"La presa di Singapore" di James Gordon Farrell (Neri Pozza, traduzione di Francesca Cosi e Alessandra Repossi)

 

Singapore non è stata costruita un po' per volta, come gran parte delle città, grazie all'accumulo progressivo di attività commerciali sulle rive di un fiume o sulla confluenza di tradizionali vie di scambio. È stata semplicemente inventata un giorno, nel diciannovesimo secolo, da un tizio che osservava una cartina. “Qui” si disse il tizio, “a metà strada tra l'India e la Cina, ci vuole una città.” (pag. 9)

È il folgorante incipit del torrenziale romanzo storico (sono 800 pagine densissime) “La presadi Singapore” di James Gordon Farrell (Neri Pozza, traduzione di FrancescaCosi e Alessandra Repossi) che narra gli ultimi anni della colonia inglese di Singapore, dal 1937 fino alla resa nel febbraio del 1942 all'esercito dell'Impero giapponese. 

Un romanzo che mi ha conquistato e rapito per le prime 350-400 pagine per poi lentamente farmi scivolare sotto le coperte della noia e condurmi sfinito all'ultima pagina perché a un certo non sono più riuscito a sopportare le lunghe digressioni saggistiche/economiche che appessantiscono parecchio la narrazione e tolgono fascino all'atmosfera del romanzo.
——————
**CONSEGNA:** Restituisci per intero il testo sul romanzo "La presa di Singapore", riproducendolo identico in ogni parola. Basati unicamente sul testo riportato sopra.
——————
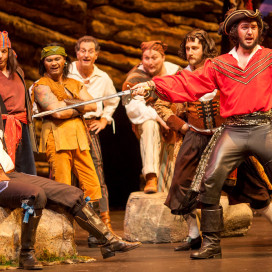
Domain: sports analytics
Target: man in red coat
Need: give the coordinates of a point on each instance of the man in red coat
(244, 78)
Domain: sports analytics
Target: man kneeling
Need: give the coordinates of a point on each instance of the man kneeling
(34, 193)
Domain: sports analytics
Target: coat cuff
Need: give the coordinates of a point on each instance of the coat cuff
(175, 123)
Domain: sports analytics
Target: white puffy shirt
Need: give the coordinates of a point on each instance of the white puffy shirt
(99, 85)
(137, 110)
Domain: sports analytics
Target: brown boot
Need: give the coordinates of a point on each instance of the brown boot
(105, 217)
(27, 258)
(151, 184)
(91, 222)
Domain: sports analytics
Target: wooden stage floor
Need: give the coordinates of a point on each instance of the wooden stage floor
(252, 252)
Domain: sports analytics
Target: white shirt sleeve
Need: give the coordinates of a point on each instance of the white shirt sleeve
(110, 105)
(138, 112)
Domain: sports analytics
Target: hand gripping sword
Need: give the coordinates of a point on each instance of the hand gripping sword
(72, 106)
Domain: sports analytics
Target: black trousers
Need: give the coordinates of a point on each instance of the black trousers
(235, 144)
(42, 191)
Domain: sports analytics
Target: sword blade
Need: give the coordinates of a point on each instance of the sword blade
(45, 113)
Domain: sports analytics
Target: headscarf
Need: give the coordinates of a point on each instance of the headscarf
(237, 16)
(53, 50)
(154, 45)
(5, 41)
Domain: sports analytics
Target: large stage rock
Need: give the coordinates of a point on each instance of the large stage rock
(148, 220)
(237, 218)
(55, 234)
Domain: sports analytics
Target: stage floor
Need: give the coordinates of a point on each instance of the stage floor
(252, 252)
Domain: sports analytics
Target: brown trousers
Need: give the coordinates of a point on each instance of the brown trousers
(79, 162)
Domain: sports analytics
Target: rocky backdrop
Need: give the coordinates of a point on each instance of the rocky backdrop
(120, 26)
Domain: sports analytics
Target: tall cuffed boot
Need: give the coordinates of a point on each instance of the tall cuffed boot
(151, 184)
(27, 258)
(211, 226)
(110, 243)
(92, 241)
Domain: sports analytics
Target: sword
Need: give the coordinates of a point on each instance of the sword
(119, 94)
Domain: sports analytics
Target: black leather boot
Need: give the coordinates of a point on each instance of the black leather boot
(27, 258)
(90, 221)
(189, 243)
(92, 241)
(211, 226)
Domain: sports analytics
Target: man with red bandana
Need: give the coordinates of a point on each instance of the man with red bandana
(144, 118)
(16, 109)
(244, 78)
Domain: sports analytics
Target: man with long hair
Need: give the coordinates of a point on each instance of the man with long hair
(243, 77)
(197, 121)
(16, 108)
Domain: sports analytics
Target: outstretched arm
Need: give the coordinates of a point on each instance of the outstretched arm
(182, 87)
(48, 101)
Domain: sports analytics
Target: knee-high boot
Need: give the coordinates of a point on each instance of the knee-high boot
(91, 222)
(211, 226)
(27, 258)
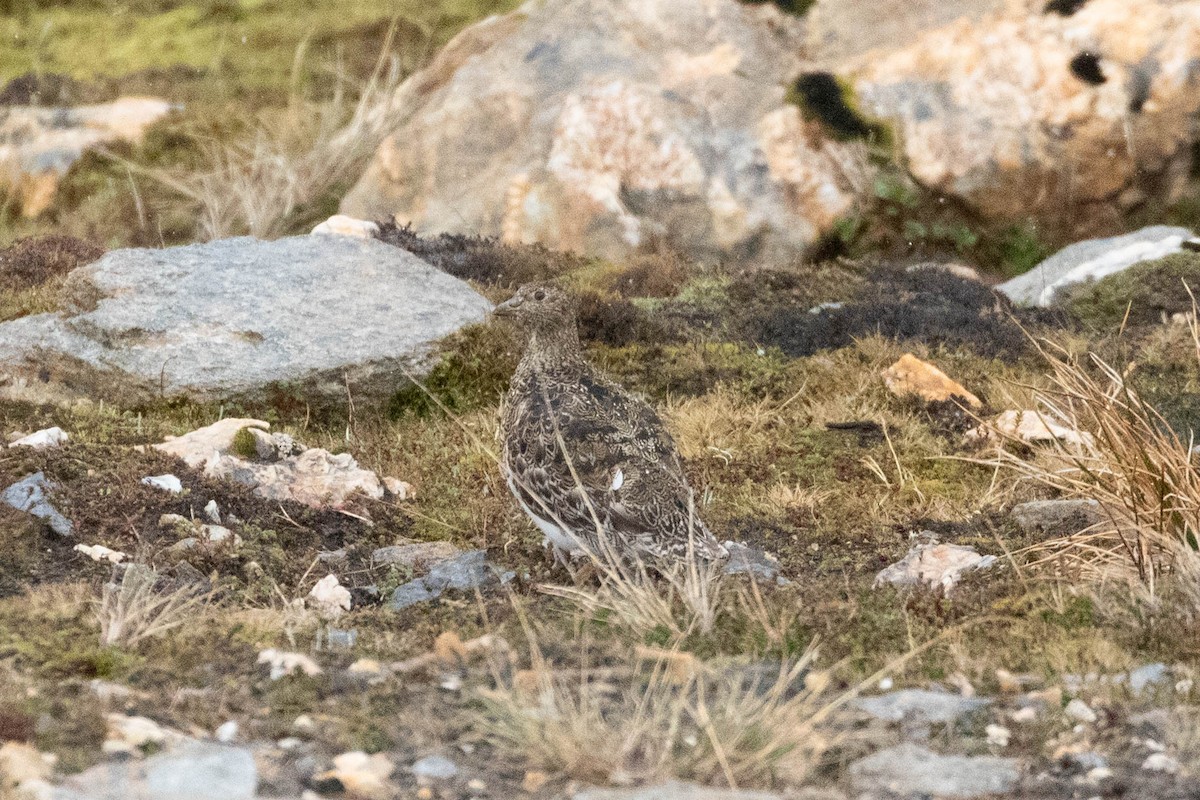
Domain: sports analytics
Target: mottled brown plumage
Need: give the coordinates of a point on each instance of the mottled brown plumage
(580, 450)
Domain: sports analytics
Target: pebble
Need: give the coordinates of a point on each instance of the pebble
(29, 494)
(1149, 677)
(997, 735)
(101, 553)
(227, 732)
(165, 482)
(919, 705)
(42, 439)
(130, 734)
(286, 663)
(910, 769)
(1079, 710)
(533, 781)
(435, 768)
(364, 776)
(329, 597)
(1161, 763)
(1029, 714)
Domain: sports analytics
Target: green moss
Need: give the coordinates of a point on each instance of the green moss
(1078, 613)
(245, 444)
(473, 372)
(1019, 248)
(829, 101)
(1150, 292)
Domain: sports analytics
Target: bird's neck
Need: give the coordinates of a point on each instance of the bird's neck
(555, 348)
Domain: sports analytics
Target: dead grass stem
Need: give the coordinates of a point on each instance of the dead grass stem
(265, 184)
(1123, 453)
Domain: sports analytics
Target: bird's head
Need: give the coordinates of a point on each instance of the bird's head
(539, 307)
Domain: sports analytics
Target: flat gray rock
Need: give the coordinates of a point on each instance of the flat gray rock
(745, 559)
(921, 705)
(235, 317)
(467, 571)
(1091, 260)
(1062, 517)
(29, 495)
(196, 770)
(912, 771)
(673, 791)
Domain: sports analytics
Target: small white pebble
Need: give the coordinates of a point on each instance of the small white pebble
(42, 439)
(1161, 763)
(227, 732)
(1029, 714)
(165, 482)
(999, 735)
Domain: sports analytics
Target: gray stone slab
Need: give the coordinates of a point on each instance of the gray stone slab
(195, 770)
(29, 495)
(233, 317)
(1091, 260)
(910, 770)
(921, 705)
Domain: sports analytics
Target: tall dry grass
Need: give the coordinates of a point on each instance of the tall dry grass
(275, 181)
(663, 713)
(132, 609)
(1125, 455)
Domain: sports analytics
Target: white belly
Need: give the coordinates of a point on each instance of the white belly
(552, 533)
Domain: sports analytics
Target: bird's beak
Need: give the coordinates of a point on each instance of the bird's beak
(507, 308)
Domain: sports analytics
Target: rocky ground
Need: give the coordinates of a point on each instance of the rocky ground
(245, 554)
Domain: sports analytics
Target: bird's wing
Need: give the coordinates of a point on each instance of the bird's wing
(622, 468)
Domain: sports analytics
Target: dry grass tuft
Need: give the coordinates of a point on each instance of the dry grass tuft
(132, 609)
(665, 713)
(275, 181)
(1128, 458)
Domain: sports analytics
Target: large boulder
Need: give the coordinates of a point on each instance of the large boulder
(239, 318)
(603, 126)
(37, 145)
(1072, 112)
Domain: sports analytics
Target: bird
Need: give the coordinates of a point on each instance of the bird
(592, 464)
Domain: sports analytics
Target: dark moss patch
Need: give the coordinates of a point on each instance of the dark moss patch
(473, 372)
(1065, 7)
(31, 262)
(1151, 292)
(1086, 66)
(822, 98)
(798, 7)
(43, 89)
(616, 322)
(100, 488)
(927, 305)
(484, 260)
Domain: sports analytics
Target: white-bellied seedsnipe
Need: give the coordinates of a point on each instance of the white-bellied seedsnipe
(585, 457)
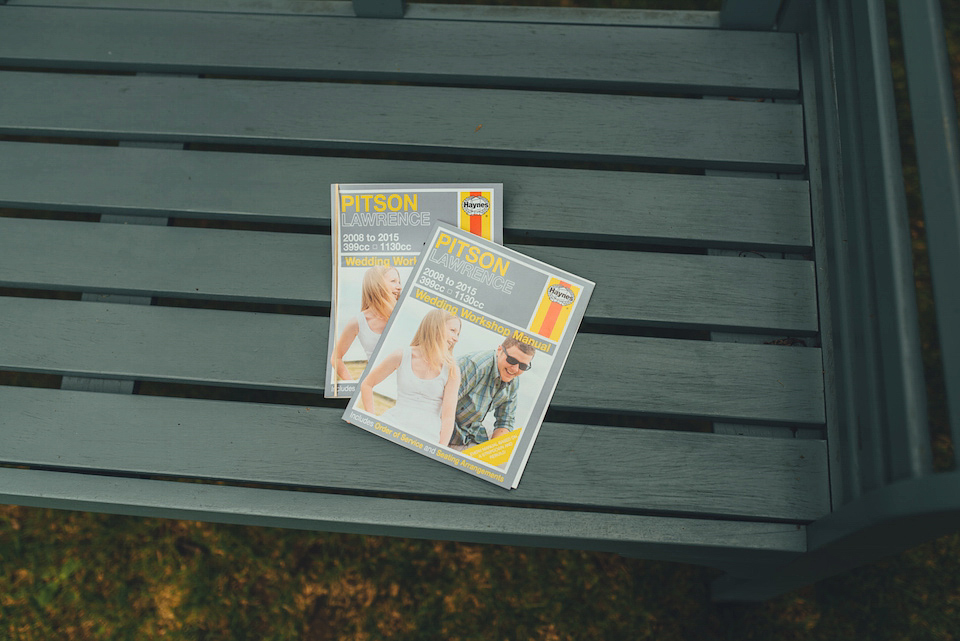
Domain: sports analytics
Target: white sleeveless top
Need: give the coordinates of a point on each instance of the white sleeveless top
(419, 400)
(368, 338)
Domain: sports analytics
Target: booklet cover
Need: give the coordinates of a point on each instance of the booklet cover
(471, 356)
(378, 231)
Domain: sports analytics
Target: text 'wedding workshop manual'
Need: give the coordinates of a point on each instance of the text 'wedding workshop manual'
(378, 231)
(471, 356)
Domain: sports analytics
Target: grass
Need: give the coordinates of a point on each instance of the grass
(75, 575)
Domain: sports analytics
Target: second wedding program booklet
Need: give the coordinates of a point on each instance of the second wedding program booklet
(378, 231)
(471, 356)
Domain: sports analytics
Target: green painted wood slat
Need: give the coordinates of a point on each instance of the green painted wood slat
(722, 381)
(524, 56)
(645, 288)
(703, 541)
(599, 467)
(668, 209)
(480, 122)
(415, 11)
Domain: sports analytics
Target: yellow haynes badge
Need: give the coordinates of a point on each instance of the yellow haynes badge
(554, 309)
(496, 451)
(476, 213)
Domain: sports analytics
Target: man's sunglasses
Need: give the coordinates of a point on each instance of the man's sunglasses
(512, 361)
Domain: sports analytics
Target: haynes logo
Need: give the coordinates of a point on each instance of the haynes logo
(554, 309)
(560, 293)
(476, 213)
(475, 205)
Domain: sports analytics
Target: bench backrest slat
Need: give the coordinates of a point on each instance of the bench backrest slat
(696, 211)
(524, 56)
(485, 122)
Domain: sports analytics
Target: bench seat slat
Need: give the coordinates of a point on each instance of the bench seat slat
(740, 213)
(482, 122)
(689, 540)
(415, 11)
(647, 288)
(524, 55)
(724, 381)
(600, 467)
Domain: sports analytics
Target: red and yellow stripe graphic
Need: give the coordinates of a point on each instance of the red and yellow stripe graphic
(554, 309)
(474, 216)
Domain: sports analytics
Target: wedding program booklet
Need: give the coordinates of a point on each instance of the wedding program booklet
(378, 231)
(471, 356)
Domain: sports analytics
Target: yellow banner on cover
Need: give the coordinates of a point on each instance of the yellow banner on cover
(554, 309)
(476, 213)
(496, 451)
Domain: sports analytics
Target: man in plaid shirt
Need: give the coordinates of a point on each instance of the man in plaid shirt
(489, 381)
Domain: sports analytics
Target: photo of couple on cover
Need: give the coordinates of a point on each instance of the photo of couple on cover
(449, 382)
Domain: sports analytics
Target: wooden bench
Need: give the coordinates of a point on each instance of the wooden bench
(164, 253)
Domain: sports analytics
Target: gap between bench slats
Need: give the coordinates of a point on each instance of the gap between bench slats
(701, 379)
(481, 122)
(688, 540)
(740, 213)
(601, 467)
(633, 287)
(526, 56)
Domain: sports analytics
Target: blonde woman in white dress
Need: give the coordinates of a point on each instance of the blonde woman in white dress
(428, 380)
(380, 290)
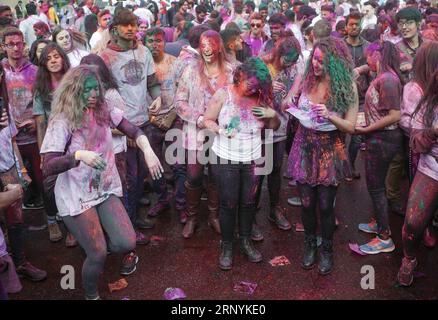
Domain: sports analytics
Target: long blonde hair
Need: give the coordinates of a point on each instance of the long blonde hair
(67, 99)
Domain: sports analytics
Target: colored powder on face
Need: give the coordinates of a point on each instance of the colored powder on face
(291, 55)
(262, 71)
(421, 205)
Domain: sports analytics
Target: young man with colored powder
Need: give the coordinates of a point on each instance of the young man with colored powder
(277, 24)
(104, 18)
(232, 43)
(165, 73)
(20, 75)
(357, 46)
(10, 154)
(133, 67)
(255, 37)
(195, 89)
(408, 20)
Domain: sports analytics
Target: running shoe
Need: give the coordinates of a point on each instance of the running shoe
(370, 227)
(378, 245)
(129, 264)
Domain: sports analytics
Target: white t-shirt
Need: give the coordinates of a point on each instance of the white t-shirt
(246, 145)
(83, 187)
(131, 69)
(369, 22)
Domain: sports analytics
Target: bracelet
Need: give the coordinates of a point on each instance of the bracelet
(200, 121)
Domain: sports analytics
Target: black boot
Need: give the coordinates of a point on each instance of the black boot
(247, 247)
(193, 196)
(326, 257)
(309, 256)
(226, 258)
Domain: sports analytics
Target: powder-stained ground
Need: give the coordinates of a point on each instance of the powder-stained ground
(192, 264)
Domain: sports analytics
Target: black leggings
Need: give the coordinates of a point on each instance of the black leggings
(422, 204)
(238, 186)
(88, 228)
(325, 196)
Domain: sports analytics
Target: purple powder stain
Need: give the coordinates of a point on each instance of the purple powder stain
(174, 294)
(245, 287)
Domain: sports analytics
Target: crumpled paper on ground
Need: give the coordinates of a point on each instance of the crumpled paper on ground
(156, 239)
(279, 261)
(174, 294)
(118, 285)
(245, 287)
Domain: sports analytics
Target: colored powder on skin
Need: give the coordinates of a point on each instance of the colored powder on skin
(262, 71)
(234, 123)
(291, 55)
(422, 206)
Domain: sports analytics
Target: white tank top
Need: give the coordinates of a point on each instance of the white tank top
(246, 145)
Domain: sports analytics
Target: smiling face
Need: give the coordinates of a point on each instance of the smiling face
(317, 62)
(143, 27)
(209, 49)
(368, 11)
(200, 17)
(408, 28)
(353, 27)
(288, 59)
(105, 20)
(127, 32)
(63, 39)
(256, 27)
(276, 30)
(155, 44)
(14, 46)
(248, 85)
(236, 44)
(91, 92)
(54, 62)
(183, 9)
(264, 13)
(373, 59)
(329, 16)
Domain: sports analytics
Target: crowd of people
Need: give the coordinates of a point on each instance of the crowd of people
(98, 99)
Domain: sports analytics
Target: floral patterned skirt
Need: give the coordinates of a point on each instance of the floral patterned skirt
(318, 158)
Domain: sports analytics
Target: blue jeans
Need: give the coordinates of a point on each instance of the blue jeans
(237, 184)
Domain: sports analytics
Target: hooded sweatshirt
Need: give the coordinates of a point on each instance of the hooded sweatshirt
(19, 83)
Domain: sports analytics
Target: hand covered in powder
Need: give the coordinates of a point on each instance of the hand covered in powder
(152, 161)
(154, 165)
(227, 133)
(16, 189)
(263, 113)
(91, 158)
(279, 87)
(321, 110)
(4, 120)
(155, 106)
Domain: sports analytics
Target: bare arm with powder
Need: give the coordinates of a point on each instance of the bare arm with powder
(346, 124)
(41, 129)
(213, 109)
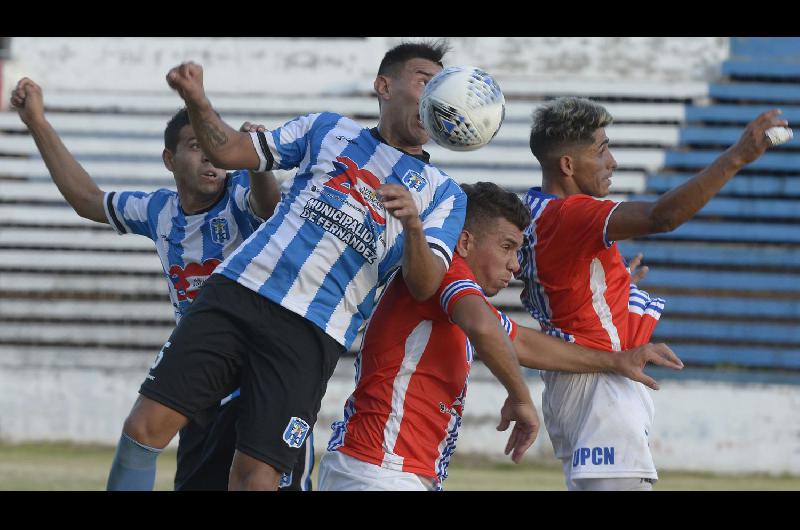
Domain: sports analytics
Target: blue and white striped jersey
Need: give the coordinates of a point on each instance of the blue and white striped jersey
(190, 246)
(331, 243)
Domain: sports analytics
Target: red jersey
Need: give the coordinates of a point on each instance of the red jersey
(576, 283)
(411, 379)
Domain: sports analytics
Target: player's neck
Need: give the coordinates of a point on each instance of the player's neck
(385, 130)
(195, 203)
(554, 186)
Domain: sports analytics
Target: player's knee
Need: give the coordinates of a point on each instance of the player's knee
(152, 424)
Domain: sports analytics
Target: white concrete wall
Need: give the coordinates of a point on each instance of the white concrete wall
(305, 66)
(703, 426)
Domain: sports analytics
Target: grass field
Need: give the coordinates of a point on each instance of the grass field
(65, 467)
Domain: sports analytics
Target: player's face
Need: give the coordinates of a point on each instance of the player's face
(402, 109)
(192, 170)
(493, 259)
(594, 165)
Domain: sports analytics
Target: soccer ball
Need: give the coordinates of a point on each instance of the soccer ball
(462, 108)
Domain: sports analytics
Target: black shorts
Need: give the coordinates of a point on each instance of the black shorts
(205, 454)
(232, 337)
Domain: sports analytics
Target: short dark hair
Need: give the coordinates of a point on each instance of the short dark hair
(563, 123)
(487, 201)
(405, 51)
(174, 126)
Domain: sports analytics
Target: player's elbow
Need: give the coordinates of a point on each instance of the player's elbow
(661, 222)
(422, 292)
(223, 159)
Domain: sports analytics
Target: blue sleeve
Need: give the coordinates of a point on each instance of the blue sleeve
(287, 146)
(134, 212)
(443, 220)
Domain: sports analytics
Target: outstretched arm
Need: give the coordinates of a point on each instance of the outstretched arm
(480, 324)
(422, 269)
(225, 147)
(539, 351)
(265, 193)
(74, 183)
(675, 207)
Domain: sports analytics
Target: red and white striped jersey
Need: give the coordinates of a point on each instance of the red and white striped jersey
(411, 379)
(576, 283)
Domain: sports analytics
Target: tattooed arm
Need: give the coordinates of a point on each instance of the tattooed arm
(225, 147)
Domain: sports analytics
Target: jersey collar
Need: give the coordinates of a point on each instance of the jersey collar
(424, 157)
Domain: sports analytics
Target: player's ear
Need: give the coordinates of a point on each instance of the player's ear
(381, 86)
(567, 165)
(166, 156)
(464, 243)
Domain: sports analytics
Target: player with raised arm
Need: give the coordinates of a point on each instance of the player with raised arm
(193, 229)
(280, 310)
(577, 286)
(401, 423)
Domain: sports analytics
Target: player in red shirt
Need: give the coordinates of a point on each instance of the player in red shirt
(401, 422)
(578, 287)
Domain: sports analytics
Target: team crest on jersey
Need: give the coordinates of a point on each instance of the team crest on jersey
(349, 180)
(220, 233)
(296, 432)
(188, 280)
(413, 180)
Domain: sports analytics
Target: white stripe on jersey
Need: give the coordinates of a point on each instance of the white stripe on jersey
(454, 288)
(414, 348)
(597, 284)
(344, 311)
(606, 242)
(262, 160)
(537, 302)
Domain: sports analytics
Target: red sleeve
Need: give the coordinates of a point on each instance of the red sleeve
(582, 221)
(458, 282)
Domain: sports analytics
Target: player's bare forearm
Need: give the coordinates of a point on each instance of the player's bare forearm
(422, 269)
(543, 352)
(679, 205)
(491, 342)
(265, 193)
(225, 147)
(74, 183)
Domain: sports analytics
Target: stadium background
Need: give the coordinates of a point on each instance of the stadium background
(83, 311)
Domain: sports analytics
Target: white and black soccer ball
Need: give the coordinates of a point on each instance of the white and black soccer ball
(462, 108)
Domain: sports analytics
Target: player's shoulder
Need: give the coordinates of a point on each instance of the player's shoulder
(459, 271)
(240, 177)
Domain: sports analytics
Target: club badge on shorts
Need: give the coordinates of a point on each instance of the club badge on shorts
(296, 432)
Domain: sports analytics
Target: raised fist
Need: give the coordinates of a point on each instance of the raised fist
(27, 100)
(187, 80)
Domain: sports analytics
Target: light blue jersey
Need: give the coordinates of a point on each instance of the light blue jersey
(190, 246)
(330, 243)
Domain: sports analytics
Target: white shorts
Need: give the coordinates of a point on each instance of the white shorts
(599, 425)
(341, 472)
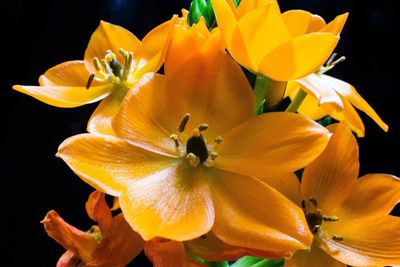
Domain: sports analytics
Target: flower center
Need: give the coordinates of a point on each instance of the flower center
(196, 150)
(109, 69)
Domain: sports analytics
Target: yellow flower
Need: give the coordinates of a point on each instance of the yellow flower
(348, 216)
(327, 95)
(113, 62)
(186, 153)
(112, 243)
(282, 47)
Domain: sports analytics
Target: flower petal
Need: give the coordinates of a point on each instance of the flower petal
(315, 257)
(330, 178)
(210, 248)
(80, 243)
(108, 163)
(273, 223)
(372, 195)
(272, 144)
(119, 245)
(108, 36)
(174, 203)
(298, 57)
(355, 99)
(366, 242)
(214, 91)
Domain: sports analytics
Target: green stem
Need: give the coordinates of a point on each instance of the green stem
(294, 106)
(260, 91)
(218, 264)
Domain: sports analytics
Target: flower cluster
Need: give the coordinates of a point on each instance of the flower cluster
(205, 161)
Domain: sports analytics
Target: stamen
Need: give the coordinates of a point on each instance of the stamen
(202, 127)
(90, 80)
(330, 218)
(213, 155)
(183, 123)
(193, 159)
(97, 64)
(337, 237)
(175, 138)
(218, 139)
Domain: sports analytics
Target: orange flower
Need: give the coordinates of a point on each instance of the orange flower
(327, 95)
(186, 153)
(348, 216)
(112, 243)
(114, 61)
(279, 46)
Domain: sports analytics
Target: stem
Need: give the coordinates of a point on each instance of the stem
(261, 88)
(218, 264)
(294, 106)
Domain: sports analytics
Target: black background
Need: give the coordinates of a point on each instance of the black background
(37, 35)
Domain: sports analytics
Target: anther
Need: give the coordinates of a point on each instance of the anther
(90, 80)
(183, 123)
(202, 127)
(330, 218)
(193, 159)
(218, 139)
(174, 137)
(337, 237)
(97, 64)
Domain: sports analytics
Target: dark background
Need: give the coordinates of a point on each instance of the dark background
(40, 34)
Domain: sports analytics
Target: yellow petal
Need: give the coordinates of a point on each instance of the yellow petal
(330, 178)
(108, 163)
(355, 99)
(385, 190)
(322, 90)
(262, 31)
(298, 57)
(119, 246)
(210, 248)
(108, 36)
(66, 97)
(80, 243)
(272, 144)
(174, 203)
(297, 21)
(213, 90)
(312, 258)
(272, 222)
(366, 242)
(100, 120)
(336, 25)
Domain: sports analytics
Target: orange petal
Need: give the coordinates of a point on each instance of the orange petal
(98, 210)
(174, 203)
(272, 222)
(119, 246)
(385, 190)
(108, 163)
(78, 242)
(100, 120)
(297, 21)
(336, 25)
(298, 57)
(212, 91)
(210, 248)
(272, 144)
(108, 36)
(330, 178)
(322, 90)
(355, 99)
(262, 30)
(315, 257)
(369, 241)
——————
**RISULTATO:**
"La presa di Singapore" di James Gordon Farrell (Neri Pozza, traduzione di Francesca Cosi e Alessandra Repossi)

 

Singapore non è stata costruita un po' per volta, come gran parte delle città, grazie all'accumulo progressivo di attività commerciali sulle rive di un fiume o sulla confluenza di tradizionali vie di scambio. È stata semplicemente inventata un giorno, nel diciannovesimo secolo, da un tizio che osservava una cartina. “Qui” si disse il tizio, “a metà strada tra l'India e la Cina, ci vuole una città.” (pag. 9)

È il folgorante incipit del torrenziale romanzo storico (sono 800 pagine densissime) “La presadi Singapore” di James Gordon Farrell (Neri Pozza, traduzione di FrancescaCosi e Alessandra Repossi) che narra gli ultimi anni della colonia inglese di Singapore, dal 1937 fino alla resa nel febbraio del 1942 all'esercito dell'Impero giapponese. 

Un romanzo che mi ha conquistato e rapito per le prime 350-400 pagine per poi lentamente farmi scivolare sotto le coperte della noia e condurmi sfinito all'ultima pagina perché a un certo non sono più riuscito a sopportare le lunghe digressioni saggistiche/economiche che appessantiscono parecchio la narrazione e tolgono fascino all'atmosfera del romanzo.